- _THE TASK_
Return all of the entries below line for line without any changes, leaving out the pictures.

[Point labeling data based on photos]
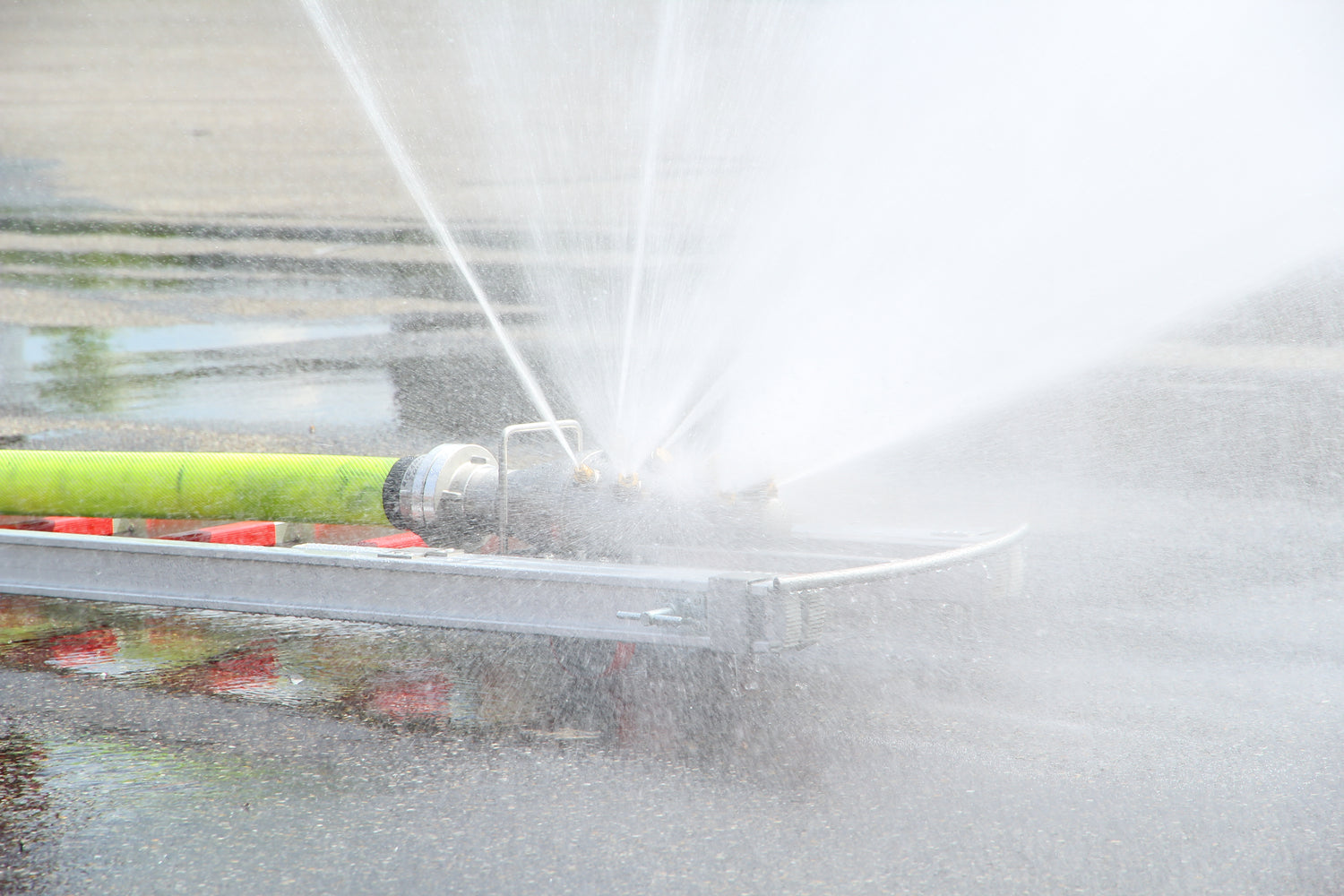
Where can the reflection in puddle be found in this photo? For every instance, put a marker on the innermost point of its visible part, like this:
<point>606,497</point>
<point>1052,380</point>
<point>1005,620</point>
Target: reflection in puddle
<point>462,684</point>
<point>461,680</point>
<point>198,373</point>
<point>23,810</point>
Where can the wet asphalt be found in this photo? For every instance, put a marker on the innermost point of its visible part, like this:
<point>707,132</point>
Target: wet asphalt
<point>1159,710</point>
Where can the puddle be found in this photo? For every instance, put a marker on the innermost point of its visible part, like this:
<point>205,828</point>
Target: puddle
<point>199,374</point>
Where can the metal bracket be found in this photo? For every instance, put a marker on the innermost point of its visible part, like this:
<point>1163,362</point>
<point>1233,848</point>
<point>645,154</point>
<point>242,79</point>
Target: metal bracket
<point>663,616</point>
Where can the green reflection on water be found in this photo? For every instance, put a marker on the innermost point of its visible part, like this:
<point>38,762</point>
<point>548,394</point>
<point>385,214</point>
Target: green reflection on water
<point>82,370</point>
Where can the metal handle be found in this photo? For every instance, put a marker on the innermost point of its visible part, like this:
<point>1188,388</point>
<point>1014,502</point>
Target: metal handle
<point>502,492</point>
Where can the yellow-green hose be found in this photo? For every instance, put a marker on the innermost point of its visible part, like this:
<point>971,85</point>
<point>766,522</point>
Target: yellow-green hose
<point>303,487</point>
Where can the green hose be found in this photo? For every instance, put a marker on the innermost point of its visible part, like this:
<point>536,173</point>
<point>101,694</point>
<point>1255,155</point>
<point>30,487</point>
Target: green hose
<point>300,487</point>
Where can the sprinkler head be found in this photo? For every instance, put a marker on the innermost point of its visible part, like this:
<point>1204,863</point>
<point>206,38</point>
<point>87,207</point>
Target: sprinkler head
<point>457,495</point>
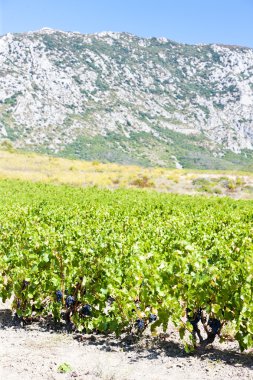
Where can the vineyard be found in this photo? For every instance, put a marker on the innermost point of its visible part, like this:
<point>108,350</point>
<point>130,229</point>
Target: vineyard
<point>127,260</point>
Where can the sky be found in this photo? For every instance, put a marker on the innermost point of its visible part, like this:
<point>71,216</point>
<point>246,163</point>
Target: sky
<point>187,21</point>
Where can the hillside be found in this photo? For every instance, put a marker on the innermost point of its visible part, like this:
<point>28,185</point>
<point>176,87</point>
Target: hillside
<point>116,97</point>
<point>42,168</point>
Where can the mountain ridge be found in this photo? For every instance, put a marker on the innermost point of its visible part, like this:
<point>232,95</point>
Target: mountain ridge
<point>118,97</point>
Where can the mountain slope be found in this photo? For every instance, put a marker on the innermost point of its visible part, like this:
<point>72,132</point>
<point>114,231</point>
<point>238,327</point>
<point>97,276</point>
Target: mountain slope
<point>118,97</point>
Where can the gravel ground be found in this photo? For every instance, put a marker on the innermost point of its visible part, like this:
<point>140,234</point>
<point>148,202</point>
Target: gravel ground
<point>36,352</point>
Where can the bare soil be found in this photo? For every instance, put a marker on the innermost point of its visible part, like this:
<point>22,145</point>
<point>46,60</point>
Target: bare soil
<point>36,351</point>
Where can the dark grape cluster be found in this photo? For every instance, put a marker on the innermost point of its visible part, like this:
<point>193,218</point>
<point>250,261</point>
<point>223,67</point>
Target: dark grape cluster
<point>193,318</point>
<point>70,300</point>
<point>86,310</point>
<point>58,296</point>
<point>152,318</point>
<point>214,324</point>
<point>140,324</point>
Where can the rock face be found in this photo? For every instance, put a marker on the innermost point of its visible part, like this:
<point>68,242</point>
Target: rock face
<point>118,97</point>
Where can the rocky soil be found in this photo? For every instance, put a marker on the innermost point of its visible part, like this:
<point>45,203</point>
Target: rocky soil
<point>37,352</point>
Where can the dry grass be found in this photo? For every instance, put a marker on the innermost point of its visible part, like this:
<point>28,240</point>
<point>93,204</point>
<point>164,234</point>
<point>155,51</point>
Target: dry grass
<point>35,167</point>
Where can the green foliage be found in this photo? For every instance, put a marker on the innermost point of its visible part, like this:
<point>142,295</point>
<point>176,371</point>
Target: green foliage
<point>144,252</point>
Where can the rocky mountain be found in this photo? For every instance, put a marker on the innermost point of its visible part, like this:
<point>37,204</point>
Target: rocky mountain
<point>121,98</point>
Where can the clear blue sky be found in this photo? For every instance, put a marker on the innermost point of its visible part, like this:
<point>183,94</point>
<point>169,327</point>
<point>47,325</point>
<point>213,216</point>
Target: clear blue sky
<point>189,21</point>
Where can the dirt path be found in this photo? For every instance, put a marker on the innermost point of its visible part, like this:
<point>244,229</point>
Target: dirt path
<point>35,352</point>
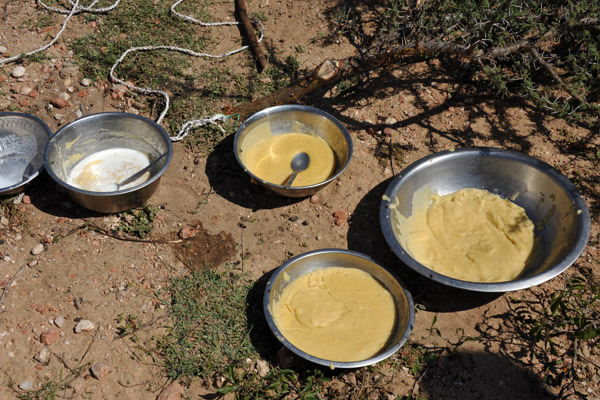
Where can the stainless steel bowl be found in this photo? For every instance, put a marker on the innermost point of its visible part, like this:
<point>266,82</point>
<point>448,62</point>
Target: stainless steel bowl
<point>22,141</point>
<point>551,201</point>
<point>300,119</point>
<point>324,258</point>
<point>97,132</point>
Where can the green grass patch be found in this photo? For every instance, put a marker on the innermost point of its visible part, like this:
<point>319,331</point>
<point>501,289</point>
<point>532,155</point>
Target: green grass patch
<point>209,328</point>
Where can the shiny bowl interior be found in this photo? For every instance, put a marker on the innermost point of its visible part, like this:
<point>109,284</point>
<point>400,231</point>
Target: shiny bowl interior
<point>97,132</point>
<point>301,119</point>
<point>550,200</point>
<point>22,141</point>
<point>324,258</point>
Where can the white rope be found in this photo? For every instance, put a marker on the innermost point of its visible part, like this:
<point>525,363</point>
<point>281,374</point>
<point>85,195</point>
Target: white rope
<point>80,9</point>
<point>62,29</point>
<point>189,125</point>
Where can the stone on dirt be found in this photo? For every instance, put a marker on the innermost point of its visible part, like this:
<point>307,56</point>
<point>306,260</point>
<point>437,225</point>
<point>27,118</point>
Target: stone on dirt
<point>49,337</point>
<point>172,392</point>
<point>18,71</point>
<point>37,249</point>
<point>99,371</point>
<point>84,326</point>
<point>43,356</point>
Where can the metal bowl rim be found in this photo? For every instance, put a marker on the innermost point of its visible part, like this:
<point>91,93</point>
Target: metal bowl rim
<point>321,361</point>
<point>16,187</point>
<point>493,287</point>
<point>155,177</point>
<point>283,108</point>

- _FULL SOLUTION_
Where can the reflection in puddle be found in this photo? For every instance, put a marker on the innermost point of its visible part, like this:
<point>606,497</point>
<point>1052,380</point>
<point>1005,620</point>
Target: reflection in puddle
<point>462,684</point>
<point>461,680</point>
<point>198,373</point>
<point>23,810</point>
Where can the wet asphalt be found in this photo? For every instance, put a marker on the innermost point of its visible part, like this:
<point>707,132</point>
Target: wet asphalt
<point>1159,710</point>
Where can the puddle be found in this photo? For every instance, put a marker on the innermost point of its visible part, like this:
<point>205,828</point>
Target: puddle
<point>199,374</point>
Where can the metal bracket be found in this photo? For every instance, put a marker on the innermost point of its visible part, like this:
<point>1163,362</point>
<point>1233,848</point>
<point>645,154</point>
<point>242,79</point>
Target: metal bracket
<point>663,616</point>
Where can the green reflection on water be found in this photo? For every instance, put a marker on the innermost point of its visible part, like this:
<point>38,762</point>
<point>548,394</point>
<point>385,214</point>
Target: green reflection on water
<point>82,370</point>
Where can the metal handle be found in this photo? For every instance, put a marker on the innermost point of its visible part, like this:
<point>1188,388</point>
<point>1014,502</point>
Target: metal handle
<point>502,492</point>
Where can the yellow-green hose be found in this photo? For every instance, put a marker on the innermost point of its visible part, like this:
<point>971,85</point>
<point>766,522</point>
Target: yellow-green hose
<point>303,487</point>
Where can the green hose be found in this photo? For every instance, put a marker on the innermost point of its visible part, like this:
<point>536,173</point>
<point>101,694</point>
<point>1255,155</point>
<point>30,487</point>
Target: green hose
<point>300,487</point>
Where can the sprinkler head be found in this photo? For every instance, put a marker on the innermost point of its visible part, like this:
<point>1204,863</point>
<point>206,38</point>
<point>87,207</point>
Target: sprinkler head
<point>457,495</point>
Where can the vineyard be found in this photo? For every instance, put a marker on the innermost point of its visible part, like this:
<point>108,350</point>
<point>130,229</point>
Target: vineyard
<point>127,260</point>
Where can the sky be found in this photo? For every instance, put a marker on the innermost point of its visible part, like this:
<point>71,216</point>
<point>246,163</point>
Target: sky
<point>187,21</point>
Where can the hillside be found in this photo? For every instance, put a marker on the innermost point of its visible part, like this:
<point>28,185</point>
<point>176,87</point>
Target: hillside
<point>116,97</point>
<point>42,168</point>
Where can the mountain ridge be found in this photo? For every instance, put a marker on the innermost point of its visible part, like this:
<point>232,95</point>
Target: mountain ridge
<point>118,97</point>
Where can the mountain slope be found in this photo? For every instance, put a marker on the innermost point of its visible part, like this:
<point>72,132</point>
<point>114,231</point>
<point>238,327</point>
<point>97,276</point>
Target: mountain slope
<point>118,97</point>
Where can the gravel ground be found in this photo? For every instance, put a marker on the innermost point of its visible part, like this:
<point>140,234</point>
<point>148,202</point>
Target: gravel ground
<point>36,352</point>
Where can the bare soil be found in this photo? For every instance, put a marker on the innermost point of its visible part, like this:
<point>22,145</point>
<point>46,60</point>
Target: bare soil
<point>36,351</point>
Where can the dark grape cluster be found in this photo? For every instance, put a marker on the innermost point of its visible part, like this:
<point>193,218</point>
<point>250,261</point>
<point>223,67</point>
Target: dark grape cluster
<point>193,318</point>
<point>70,300</point>
<point>86,310</point>
<point>58,296</point>
<point>152,318</point>
<point>214,324</point>
<point>140,324</point>
Where can the rock face be found in this photo? For every instance, put a marker on the innermost point of its visible part, like this:
<point>68,242</point>
Target: rock face
<point>118,97</point>
Where can the rocky soil be found in this photo? For every instance, put a marker on the innermost point of its visible part, like this:
<point>45,203</point>
Target: rocky soil
<point>37,352</point>
Where can the dry grass be found in this photo? For every instance, put a marker on the innermost point of its visible part, like this:
<point>28,240</point>
<point>93,204</point>
<point>164,234</point>
<point>155,51</point>
Target: dry grass
<point>35,167</point>
Where can the green foliage be found in this photo? For every instance, put a marker on the innermost point of its visible part, like this:
<point>142,295</point>
<point>176,371</point>
Target: green foliage
<point>144,252</point>
Where can the rocky mountain be found in this photo? For every instance, put a marker on the innermost point of its visible part, like this:
<point>37,204</point>
Target: rocky mountain
<point>121,98</point>
Where can the clear blue sky be found in this photo? For every instance, put a marker on the innermost point of its visible part, like this:
<point>183,94</point>
<point>169,327</point>
<point>47,325</point>
<point>213,216</point>
Target: clear blue sky
<point>189,21</point>
Where can the dirt path be found in this photo? For every instance, put a marker on the innermost point of its visible part, like this:
<point>244,229</point>
Target: dirt path
<point>35,352</point>
Where can the stainless steel bowl be found in this photo? For every instance, put a marker on the innermost point of its visible part, like this:
<point>266,82</point>
<point>448,62</point>
Target: stainless steel bowl
<point>22,141</point>
<point>551,201</point>
<point>300,119</point>
<point>324,258</point>
<point>97,132</point>
Where can the green grass patch be found in this photo? For every instance, put a marker on the innermost point of its visible part, like this:
<point>319,331</point>
<point>501,289</point>
<point>532,155</point>
Target: green grass patch
<point>209,328</point>
Where can the shiny bowl interior be found in this photo? For every instance, put a marker on the innermost point of its visible part, like this:
<point>109,284</point>
<point>400,231</point>
Target: shiny bowl interior
<point>97,132</point>
<point>301,119</point>
<point>550,200</point>
<point>22,141</point>
<point>324,258</point>
Where can the white rope be found in this photo? For every instance, put a marker on the innermost point of its visible part, like this:
<point>525,363</point>
<point>281,374</point>
<point>85,195</point>
Target: white rope
<point>80,9</point>
<point>62,29</point>
<point>189,125</point>
Where can the stone on dirt be found in this photo? For every instance, put a marker on the innermost point of its visible part, like this:
<point>307,56</point>
<point>306,260</point>
<point>437,225</point>
<point>27,118</point>
Target: stone on dirt
<point>49,337</point>
<point>172,392</point>
<point>18,71</point>
<point>37,249</point>
<point>99,371</point>
<point>84,326</point>
<point>43,356</point>
Where can the metal bowl rim be found in this photo? For every instance, put a marker on the innermost point of its visible part, like this:
<point>91,93</point>
Target: metal bowl rim
<point>321,361</point>
<point>16,187</point>
<point>493,287</point>
<point>155,177</point>
<point>283,108</point>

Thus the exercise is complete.